(Items stored from a collection)

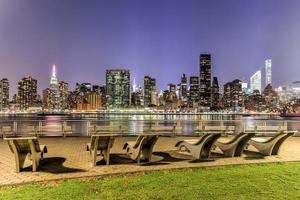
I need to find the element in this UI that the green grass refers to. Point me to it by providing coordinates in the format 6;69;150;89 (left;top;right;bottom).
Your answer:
0;163;300;200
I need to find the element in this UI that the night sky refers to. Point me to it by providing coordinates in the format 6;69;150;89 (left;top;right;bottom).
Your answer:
0;0;300;93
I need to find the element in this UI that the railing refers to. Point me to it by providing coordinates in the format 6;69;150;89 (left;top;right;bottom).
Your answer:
0;119;300;136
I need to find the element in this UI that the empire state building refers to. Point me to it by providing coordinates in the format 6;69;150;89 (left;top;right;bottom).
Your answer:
49;65;60;111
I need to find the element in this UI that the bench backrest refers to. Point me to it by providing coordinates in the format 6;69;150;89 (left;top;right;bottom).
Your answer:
255;126;287;132
91;135;114;150
6;138;41;154
1;126;12;133
203;126;235;131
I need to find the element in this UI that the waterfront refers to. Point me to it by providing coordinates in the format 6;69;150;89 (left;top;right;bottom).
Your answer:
0;113;300;136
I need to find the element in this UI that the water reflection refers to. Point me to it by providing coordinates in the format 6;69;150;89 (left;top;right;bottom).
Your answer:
0;113;300;135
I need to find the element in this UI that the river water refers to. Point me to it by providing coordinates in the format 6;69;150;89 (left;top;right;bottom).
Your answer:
0;114;300;136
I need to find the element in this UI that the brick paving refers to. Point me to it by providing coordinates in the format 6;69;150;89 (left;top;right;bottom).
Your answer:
0;137;300;186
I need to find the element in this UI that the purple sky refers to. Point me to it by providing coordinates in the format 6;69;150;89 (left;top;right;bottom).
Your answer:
0;0;300;96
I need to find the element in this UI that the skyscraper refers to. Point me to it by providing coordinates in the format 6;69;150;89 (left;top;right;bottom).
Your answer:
223;79;244;111
144;76;157;106
59;81;69;110
48;65;61;111
106;69;130;107
250;70;262;93
179;74;187;100
190;76;199;105
0;78;9;111
18;76;37;111
265;59;272;87
211;77;220;110
199;54;211;109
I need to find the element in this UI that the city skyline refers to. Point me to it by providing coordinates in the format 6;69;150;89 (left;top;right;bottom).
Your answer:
0;0;300;94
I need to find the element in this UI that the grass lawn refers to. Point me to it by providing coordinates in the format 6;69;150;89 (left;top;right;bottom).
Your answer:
0;163;300;200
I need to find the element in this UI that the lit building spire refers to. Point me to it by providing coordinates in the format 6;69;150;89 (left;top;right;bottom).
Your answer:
50;64;58;87
52;64;56;76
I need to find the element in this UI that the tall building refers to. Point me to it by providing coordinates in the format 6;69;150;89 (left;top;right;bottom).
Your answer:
168;83;176;94
0;78;9;111
48;65;61;111
106;69;130;107
211;77;220;110
250;70;262;93
199;54;211;108
179;74;187;100
80;83;93;92
189;76;199;104
265;59;272;87
223;79;244;111
144;76;157;106
59;81;69;110
18;76;37;111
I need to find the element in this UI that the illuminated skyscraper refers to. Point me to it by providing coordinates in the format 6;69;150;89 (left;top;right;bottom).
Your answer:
0;78;9;111
144;76;157;106
211;77;220;110
48;65;61;111
59;81;69;110
190;76;199;105
199;54;211;109
250;70;262;93
18;76;37;111
265;59;272;87
106;69;130;107
179;74;187;99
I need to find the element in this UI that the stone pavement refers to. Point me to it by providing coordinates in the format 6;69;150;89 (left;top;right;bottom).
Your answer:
0;137;300;186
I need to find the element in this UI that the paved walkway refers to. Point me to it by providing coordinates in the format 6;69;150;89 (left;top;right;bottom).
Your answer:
0;137;300;185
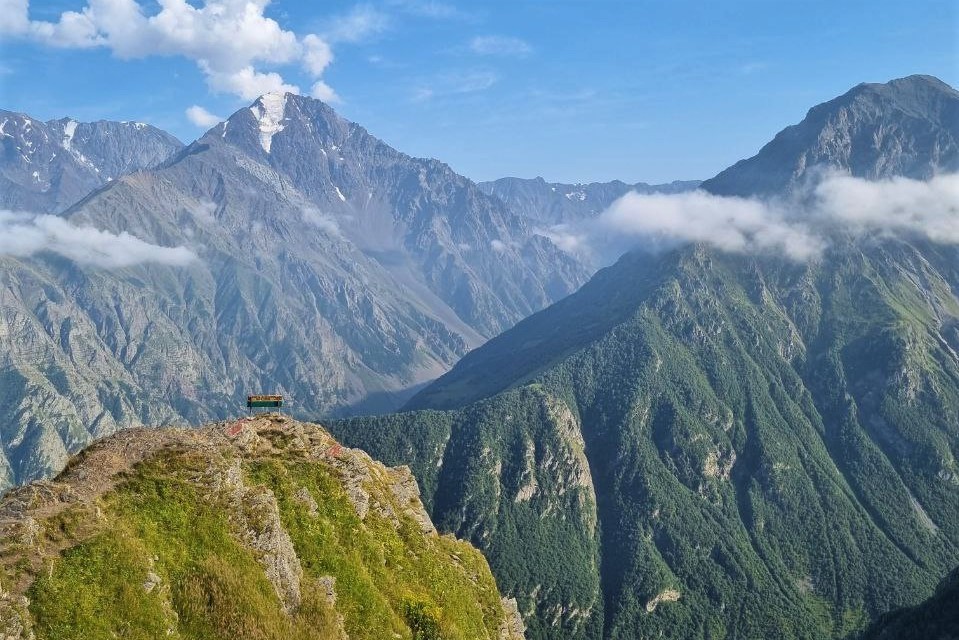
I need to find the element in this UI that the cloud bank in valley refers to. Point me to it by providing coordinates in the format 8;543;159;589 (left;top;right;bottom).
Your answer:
0;210;198;269
560;174;959;261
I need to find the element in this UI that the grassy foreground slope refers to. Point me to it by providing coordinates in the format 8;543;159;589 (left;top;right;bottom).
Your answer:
331;239;959;639
0;416;522;640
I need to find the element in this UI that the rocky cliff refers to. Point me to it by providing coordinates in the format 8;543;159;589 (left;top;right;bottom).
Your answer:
0;415;523;640
0;109;183;213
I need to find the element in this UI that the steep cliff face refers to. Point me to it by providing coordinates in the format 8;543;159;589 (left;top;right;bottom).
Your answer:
0;109;183;213
702;75;959;196
330;385;603;638
331;240;959;640
860;569;959;640
0;416;523;640
0;94;587;490
331;76;959;640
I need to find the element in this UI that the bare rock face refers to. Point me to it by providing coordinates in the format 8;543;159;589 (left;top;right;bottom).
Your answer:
0;109;183;213
702;76;959;196
0;94;589;491
215;459;303;613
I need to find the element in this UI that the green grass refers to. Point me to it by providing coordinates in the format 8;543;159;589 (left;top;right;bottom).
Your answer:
22;454;502;640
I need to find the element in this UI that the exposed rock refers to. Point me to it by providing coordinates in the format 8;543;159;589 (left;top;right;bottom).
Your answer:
499;598;526;640
646;589;680;613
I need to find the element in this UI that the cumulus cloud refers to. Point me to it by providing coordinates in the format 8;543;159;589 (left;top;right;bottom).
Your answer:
588;174;959;260
186;104;223;129
470;36;533;56
0;210;197;269
815;173;959;244
0;0;333;100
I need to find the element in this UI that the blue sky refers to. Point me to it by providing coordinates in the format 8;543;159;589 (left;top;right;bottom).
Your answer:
0;0;959;182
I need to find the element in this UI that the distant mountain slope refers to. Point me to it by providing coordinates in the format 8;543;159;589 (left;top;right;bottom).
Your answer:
0;94;587;487
0;416;523;640
331;80;959;640
0;109;183;213
331;242;959;639
861;569;959;640
702;76;959;196
478;178;699;228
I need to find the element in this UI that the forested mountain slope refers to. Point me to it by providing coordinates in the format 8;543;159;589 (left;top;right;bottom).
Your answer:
333;241;959;638
862;569;959;640
333;76;959;639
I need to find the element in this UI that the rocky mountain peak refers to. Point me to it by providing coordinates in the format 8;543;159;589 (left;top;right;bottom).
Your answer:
702;75;959;196
0;110;183;213
0;414;523;640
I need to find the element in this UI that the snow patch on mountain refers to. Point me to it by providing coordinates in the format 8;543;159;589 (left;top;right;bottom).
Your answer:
250;93;286;153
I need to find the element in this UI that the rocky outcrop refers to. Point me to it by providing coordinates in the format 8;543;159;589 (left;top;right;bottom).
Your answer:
0;415;523;640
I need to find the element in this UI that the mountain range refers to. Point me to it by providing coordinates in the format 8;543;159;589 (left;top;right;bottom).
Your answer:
0;94;589;487
0;109;183;213
330;76;959;639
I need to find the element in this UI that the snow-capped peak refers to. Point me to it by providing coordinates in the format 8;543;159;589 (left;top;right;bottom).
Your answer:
63;120;77;150
250;93;286;153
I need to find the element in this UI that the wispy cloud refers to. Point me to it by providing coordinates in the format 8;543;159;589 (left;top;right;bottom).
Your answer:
0;0;333;100
469;36;533;57
736;61;769;76
413;70;499;102
539;174;959;261
324;4;390;43
186;104;223;129
301;207;342;238
0;209;197;269
386;0;469;20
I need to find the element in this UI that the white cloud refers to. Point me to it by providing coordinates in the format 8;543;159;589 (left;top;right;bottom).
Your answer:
0;210;197;269
186;104;223;129
596;174;959;260
310;80;342;104
814;173;959;244
470;36;533;56
201;65;300;100
412;70;499;102
533;224;589;254
598;191;822;260
0;0;333;100
386;0;467;20
301;207;341;238
324;4;390;42
190;200;216;224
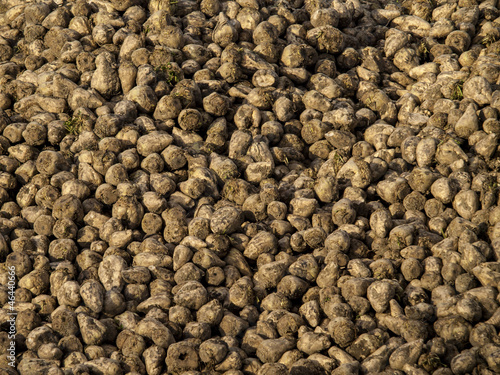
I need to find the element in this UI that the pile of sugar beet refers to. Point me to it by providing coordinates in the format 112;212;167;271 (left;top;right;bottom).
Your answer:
0;0;500;375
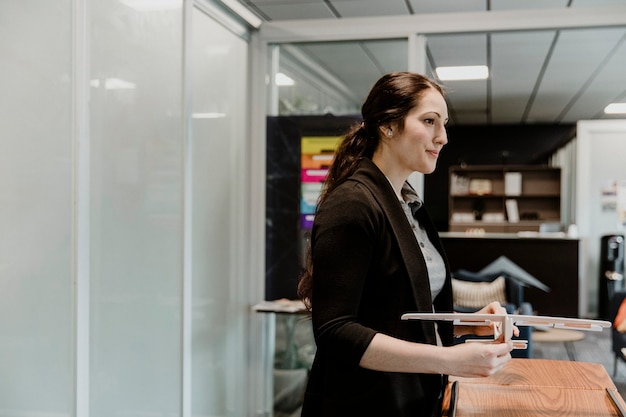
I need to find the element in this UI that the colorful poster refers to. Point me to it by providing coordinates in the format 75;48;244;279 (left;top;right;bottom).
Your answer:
300;136;341;229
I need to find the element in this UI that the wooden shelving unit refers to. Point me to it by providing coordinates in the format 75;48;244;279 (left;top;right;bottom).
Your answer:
449;165;561;233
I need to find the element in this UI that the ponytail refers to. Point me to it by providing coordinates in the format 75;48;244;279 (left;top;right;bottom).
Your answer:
298;72;445;310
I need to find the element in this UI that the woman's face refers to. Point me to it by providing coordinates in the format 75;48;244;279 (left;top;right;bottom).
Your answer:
386;88;448;174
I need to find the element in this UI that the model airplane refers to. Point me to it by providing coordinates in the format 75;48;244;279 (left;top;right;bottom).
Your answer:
402;313;611;349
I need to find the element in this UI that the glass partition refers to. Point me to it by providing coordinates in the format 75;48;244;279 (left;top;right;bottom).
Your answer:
271;39;408;115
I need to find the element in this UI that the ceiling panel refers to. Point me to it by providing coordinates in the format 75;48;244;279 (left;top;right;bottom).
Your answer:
528;28;623;122
330;0;409;17
564;30;626;121
409;0;487;14
239;0;626;124
490;31;556;124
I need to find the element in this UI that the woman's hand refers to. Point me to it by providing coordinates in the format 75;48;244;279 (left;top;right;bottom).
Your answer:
454;301;519;341
444;342;513;378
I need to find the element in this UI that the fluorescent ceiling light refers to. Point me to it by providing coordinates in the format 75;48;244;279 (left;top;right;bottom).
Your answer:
275;72;295;87
120;0;183;12
220;0;263;29
103;78;137;90
604;103;626;114
435;65;489;81
191;112;226;119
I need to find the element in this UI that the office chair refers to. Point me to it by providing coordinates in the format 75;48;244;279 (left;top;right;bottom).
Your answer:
610;291;626;378
452;269;533;358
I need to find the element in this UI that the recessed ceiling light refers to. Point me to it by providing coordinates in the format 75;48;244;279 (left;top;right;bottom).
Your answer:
191;112;226;119
604;103;626;114
120;0;183;12
104;78;137;90
435;65;489;81
220;0;263;29
275;72;295;87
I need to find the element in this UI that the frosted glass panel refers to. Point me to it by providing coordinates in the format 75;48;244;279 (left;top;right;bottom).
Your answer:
90;0;183;417
191;10;248;416
0;0;74;416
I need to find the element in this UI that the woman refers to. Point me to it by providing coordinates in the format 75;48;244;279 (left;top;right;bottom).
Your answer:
298;72;512;417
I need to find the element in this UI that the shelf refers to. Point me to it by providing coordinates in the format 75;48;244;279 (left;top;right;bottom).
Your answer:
449;165;561;232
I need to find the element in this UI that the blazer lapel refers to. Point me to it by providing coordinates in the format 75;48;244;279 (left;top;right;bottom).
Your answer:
348;159;436;343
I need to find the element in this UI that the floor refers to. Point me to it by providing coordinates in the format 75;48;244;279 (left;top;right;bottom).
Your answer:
532;329;626;398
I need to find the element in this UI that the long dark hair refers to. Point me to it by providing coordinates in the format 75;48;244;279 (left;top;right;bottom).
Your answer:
298;72;445;309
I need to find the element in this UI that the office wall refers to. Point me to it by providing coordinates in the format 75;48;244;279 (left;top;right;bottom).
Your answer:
575;120;626;316
0;0;250;417
0;0;75;415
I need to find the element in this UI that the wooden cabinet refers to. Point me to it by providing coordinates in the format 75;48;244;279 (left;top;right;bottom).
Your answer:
449;165;561;233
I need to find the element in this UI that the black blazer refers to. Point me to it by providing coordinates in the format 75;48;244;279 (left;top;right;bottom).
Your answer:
302;159;453;417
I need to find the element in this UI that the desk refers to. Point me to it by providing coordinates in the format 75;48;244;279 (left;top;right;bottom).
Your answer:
442;359;626;417
532;329;585;361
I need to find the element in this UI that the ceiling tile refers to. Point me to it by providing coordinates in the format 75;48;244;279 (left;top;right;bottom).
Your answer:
330;0;409;17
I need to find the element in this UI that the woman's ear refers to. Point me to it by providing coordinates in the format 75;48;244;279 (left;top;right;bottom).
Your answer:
380;125;393;138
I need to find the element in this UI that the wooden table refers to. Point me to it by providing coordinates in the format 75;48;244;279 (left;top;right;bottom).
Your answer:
442;359;626;417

[The exercise]: Convert the material from the line with "that the bare" to the line with "646;589;680;613" into a two-column CSV headed text and coordinates. Give one row per item, with its wording under text and its answer under coordinates, each field in quotes and with line breaks turned into spaces.

[Full output]:
text,coordinates
"I need to find the element in this UI that the bare rock face refers to. Point me to it by providing coordinates in the format 8;543;159;589 (left;top;right;bottom). Your answer:","0;109;183;213 702;76;959;196 0;94;589;491 215;459;303;613"
"I need to find the element in this UI that the green grass refers to. Point me to it by providing coordinates in the format 8;543;159;589 (left;top;right;bottom). Your answer:","22;454;502;640"
"I need to find the element in this UI that the exposed rock refers to. Point me to it by providing coordinates in the format 8;543;159;589 (left;top;right;bottom). Your answer:","499;598;526;640 646;589;680;613"